▶ Testo fornito:
=====

Roma, giovedì 8 novembre 2012 – Lo scorso 25 ottobre è uscito in Italia, Amour, l’ultimo film di Micheal Haneke e Palma d’oro al festival di Cannes. Il regista austriaco è noto al pubblico e alla critica per la durezza delle sue storie, capaci di mettere a nudo la violenza dei valori contemporanei e i pregiudizi della società borghese.La Palma d’oro arriva dopo diversi riconoscimenti attribuiti dalla giuria di Cannes: nel 2001, La pianista” interpretato da Isabelle Hupper, aveva ricevuto il Gran premio della giuria. Nel 2005, il premio come miglior regia era stato assegnato a “Niente da nascondere”, un thriller psicologico con Juliette Binoche e Daniel Auteuil, girato a Parigi.

Ed è ancora a Parigi che è ambientato Amour. I tetti della città si intravedono dalle finestre dell’appartamento di Anne e Georges: i due anziani e colti protagonisti del film, interpretati da Emmanuelle Riva e Jean-Louis Trintignant. Una mattina, Anne, che per tutta la vita ha insegnato musica, avverte un malore passeggero. E’ il presagio della malattia che la porterà in poco tempo a perdere l’autonomia. La musica, che è stata centrale nella vita dell’anziana coppia, viene sostituita dai rumori della grande casa in cui protagonisti e spettatori rimangono confinati. In silenzio, sequenza dopo sequenza, Haneke ricostruisce la planimetria dei sentimenti di tutte le persone che transitano in quella casa. In primo piano, Anne e Georges. La prima è progressivamente annientata dal male che le impedisce di svolgere i gesti della vita quotidiana come leggere, pettinarsi, parlare. Georges è spettatore della malattia che trasforma la vita di Anne e la sua. La figlia, Isabelle Hupper, non accetta il cambiamento e non comprende quanto accade alla madre.

=====

▶ I dati:

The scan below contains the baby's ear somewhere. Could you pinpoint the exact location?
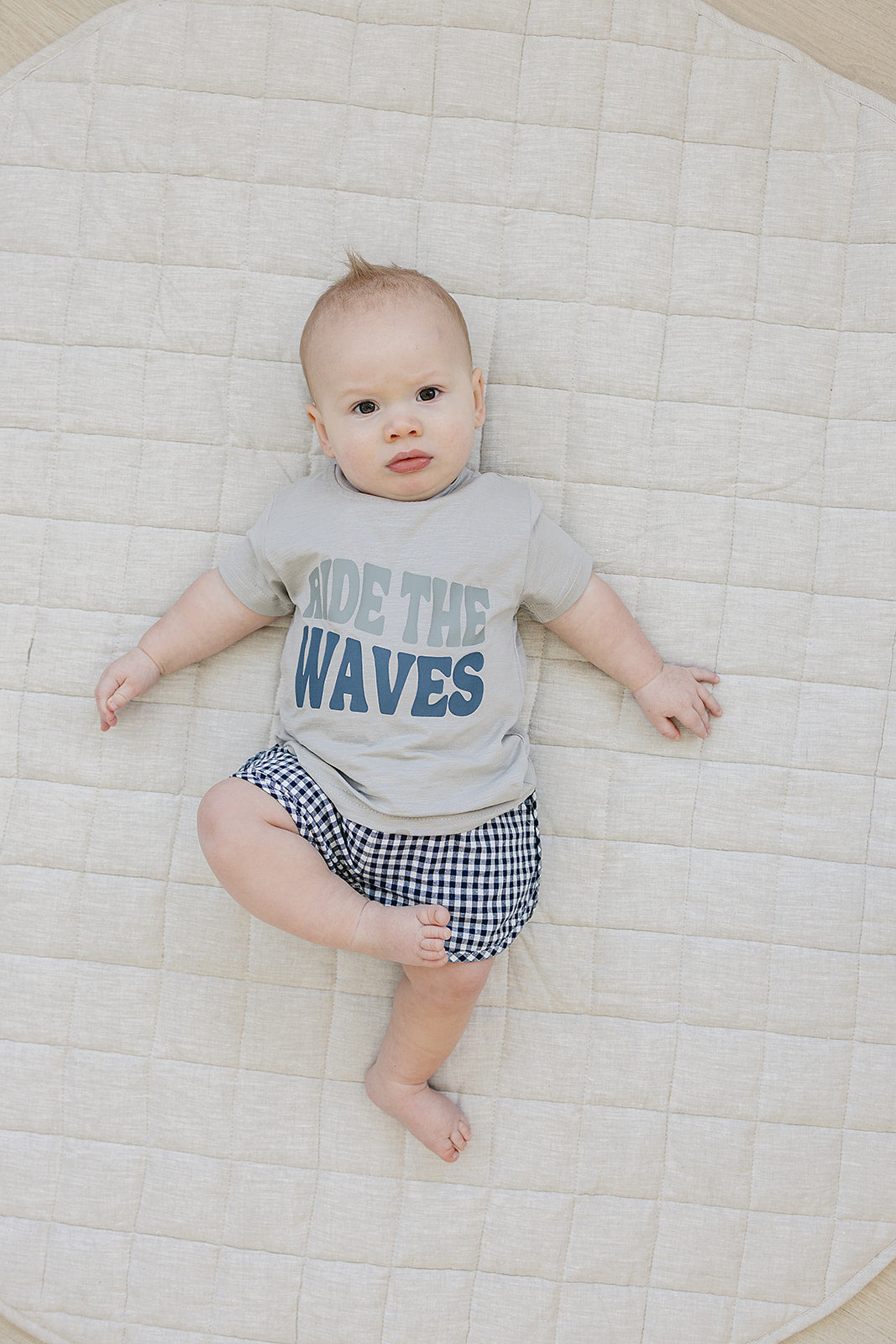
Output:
[473,368,485,428]
[305,402,333,457]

=====

▶ Attività:
(1) Trascrivi senza modifiche il tratto dell'articolo su Amour che va da "Roma, giovedì 8" fino a "girato a Parigi.".
(2) Nell'articolo su Amour, quale materia ha insegnato Anne per tutta la vita?

▶ Risposte per numero:
(1)
Roma, giovedì 8 novembre 2012 – Lo scorso 25 ottobre è uscito in Italia, Amour, l’ultimo film di Micheal Haneke e Palma d’oro al festival di Cannes. Il regista austriaco è noto al pubblico e alla critica per la durezza delle sue storie, capaci di mettere a nudo la violenza dei valori contemporanei e i pregiudizi della società borghese.La Palma d’oro arriva dopo diversi riconoscimenti attribuiti dalla giuria di Cannes: nel 2001, La pianista” interpretato da Isabelle Hupper, aveva ricevuto il Gran premio della giuria. Nel 2005, il premio come miglior regia era stato assegnato a “Niente da nascondere”, un thriller psicologico con Juliette Binoche e Daniel Auteuil, girato a Parigi.

(2) Musica.